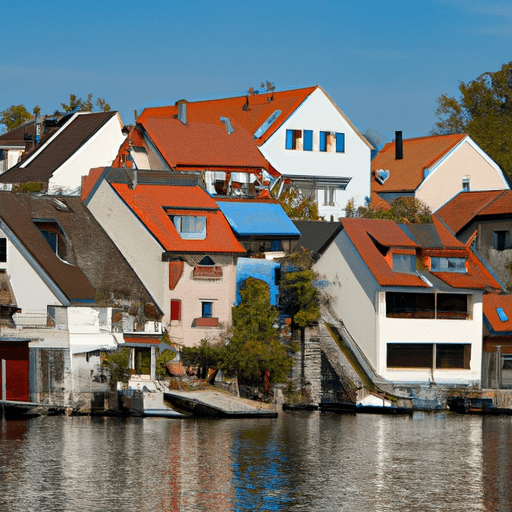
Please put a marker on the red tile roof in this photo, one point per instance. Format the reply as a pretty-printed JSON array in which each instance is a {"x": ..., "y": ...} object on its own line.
[
  {"x": 491, "y": 302},
  {"x": 464, "y": 207},
  {"x": 418, "y": 154},
  {"x": 153, "y": 204},
  {"x": 364, "y": 232}
]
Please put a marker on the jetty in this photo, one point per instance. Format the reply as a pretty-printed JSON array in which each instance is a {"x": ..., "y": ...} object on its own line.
[{"x": 217, "y": 404}]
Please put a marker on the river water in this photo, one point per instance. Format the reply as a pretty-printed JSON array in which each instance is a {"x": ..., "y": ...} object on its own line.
[{"x": 299, "y": 461}]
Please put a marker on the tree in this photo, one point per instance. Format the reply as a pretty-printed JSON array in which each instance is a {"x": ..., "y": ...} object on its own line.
[
  {"x": 255, "y": 348},
  {"x": 483, "y": 111},
  {"x": 404, "y": 210},
  {"x": 15, "y": 116},
  {"x": 76, "y": 103}
]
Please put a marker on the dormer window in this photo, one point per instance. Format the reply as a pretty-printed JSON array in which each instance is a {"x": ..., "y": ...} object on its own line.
[
  {"x": 405, "y": 263},
  {"x": 457, "y": 265},
  {"x": 190, "y": 227}
]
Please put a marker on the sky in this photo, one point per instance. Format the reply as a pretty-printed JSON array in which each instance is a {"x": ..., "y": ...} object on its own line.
[{"x": 384, "y": 63}]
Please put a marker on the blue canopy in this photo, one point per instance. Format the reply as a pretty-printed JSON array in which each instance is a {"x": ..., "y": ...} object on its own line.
[{"x": 258, "y": 219}]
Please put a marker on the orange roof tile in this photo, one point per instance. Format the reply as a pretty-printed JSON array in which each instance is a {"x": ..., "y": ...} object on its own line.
[
  {"x": 464, "y": 207},
  {"x": 154, "y": 203},
  {"x": 363, "y": 232},
  {"x": 418, "y": 154}
]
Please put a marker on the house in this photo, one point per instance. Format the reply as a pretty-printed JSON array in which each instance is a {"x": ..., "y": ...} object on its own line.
[
  {"x": 410, "y": 297},
  {"x": 244, "y": 143},
  {"x": 485, "y": 217},
  {"x": 62, "y": 283},
  {"x": 433, "y": 169},
  {"x": 497, "y": 341},
  {"x": 260, "y": 225},
  {"x": 82, "y": 140},
  {"x": 176, "y": 239}
]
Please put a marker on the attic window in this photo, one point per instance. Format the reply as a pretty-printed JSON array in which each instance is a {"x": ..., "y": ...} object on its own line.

=== The request ===
Present all of the lines above as a numbered list, omitting any blank lines and excluding the pictures.

=== Response to this exercise ===
1. Please put a marker on the red tile roof in this photo, one point per instance. Format the reply as a pretty-printed JSON array in which each instance is a {"x": ..., "y": ...} object on its own line.
2. [
3.   {"x": 491, "y": 302},
4.   {"x": 464, "y": 207},
5.   {"x": 418, "y": 154},
6.   {"x": 153, "y": 204},
7.   {"x": 364, "y": 232}
8. ]
9. Please put a marker on the jetty in this photo, one point per instance. Format the reply as a pretty-printed JSON array in which each instance is a {"x": ..., "y": ...} object on its own line.
10. [{"x": 217, "y": 404}]
11. Please put a marker on the river water in this photo, one point per instance. Format the reply as a pretty-printed JSON array in which each instance is a {"x": ..., "y": ...} object on its own line.
12. [{"x": 299, "y": 461}]
13. Please put a marker on the tree in this photo, one point per instance. Format the reply as a pretty-printed JSON array in which each instance is a {"x": ..., "y": ...} object on its own line.
14. [
15.   {"x": 255, "y": 348},
16.   {"x": 483, "y": 111},
17.   {"x": 404, "y": 210},
18.   {"x": 15, "y": 116},
19.   {"x": 76, "y": 103}
20. ]
21. Please put a marker on the dormer window in this photo, one point per instance. Format the reply as a pretty-printed JSON array in which each instance is a {"x": ..., "y": ...} object on its own line.
22. [
23.   {"x": 405, "y": 263},
24.   {"x": 457, "y": 265},
25.   {"x": 190, "y": 227}
26. ]
27. Please put a marker on the sky in this photo, one point per instance. Format the reply as a pretty-printed JSON array in which each instance is a {"x": ..., "y": ...} object on its own line.
28. [{"x": 384, "y": 63}]
29. Please put a marker on the blue canopy in this photo, one point per instance. Format the reply as a pretty-printed JSON array in which each instance is a {"x": ..., "y": ...} object on its own line.
30. [{"x": 258, "y": 219}]
31. Please put a marker on the orange roof tile in this photo, one point per instance. Format the reply as a pretty-printed JSON array in which each instance is a {"x": ..., "y": ...} object on its own line.
32. [
33.   {"x": 464, "y": 207},
34.   {"x": 154, "y": 203},
35.   {"x": 363, "y": 232},
36.   {"x": 418, "y": 154}
37. ]
38. Please put a marker on the house in this photo, one point per instance. Format the reply as a pretty-printed JSON array in which each instance is a {"x": ..., "y": ...} object on its own line.
39. [
40.   {"x": 410, "y": 297},
41.   {"x": 244, "y": 143},
42.   {"x": 485, "y": 217},
43.   {"x": 62, "y": 283},
44.   {"x": 433, "y": 169},
45.   {"x": 497, "y": 341},
46.   {"x": 260, "y": 225},
47.   {"x": 82, "y": 140},
48.   {"x": 176, "y": 239}
49. ]
50. Please put a marker on the attic window in this photo, one point per instance. Format the reply as a pretty-printed JSON array in which each instance is a {"x": ..., "y": ...} object on its own line.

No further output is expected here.